Which lines of the entries below run from the one holding "Please put a point on the drawer" to the one holding "Please put a point on the bench", inclusive? Set down exactly those lines and no others.

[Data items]

▶

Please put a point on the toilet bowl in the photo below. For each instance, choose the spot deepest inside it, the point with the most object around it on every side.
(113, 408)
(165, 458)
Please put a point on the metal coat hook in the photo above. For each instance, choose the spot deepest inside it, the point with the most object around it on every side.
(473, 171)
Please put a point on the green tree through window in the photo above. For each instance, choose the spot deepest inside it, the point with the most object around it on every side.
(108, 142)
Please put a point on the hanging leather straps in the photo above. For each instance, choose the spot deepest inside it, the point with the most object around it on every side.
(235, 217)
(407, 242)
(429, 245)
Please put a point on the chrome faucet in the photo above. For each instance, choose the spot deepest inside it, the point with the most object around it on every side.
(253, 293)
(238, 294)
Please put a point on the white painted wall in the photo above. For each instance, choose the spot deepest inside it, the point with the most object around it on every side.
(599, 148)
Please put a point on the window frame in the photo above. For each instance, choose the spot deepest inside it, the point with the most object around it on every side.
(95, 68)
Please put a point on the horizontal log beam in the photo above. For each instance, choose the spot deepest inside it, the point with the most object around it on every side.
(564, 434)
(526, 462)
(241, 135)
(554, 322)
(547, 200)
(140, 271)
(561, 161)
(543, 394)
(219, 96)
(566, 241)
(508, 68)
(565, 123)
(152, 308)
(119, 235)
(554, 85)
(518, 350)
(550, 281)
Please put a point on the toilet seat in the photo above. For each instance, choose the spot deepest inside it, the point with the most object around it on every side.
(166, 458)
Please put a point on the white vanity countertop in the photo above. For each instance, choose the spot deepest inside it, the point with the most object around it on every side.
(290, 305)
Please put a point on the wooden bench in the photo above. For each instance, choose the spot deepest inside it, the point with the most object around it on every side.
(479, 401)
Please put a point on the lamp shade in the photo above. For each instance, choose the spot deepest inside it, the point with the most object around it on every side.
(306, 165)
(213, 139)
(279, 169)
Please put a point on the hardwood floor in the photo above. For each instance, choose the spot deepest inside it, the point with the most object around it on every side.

◀
▶

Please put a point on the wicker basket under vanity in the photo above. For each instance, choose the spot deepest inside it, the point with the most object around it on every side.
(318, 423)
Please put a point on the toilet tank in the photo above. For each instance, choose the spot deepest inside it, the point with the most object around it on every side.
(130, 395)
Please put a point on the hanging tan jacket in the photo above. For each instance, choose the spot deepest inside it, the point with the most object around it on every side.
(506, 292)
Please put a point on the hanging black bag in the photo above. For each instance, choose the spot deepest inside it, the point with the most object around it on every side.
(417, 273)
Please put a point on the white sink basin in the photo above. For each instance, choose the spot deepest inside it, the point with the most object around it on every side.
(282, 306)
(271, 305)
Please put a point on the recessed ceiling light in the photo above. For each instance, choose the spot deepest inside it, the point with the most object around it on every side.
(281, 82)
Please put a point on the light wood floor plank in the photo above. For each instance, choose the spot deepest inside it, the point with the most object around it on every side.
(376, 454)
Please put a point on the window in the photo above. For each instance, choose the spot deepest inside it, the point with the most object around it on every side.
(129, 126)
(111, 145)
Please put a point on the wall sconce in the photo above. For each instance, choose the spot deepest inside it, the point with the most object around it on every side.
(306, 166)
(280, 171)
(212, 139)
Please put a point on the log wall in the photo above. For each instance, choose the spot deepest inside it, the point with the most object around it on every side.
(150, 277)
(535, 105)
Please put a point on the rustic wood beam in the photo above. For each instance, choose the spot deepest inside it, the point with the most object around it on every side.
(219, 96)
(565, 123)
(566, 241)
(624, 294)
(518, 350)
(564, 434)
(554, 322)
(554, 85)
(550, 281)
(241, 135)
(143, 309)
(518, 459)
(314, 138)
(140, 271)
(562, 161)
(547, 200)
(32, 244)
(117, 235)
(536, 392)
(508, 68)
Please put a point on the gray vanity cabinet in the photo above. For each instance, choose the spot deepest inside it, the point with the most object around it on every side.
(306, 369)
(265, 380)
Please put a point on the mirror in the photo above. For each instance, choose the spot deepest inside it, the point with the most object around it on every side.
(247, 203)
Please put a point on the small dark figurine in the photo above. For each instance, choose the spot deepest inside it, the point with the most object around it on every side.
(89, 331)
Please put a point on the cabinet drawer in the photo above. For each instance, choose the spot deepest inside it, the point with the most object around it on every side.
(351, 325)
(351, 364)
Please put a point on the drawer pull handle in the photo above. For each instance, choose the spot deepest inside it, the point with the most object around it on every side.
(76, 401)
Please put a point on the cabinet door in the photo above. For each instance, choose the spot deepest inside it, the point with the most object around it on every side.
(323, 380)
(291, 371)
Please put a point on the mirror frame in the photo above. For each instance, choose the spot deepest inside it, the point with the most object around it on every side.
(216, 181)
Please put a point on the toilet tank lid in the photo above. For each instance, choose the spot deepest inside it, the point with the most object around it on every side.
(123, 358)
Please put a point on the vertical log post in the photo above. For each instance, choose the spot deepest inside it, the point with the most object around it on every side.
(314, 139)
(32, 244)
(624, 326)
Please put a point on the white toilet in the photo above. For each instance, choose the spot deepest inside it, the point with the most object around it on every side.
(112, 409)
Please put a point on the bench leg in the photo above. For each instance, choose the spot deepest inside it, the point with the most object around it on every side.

◀

→ **Output of the task**:
Please put a point on the drawer pull handle in the photo above. For each instance, choose the spot deepest inside it, the point with the most object around it on every side.
(76, 401)
Please put a point on the cabinet door in the photo above. For each instance, choose the spot deepest inside it, the point with the most object around it on every side.
(323, 380)
(291, 371)
Please put a point on the mirror frame in the photo above. For each instance, choose the spot deepest inside it, the point with the most object around it on every side.
(216, 181)
Please put a point on the toilet tank lid in the photo above. For each instance, choose the spot deepest inside it, the point with the most object around it on every side.
(123, 358)
Please put a point on the vertical log post in the photo above. For each instance, choose the spot deepest inside it, the point with the most object around it on every side.
(314, 139)
(32, 244)
(624, 326)
Please put a point on the white toilet in the photo above. For each instance, choose the spot deepest inside it, the point with the most object around it on every side.
(112, 409)
Please put a point on the bench leg in the photo above. For each instance, choose the spot deepest inside it, the point with the most object around it on every side.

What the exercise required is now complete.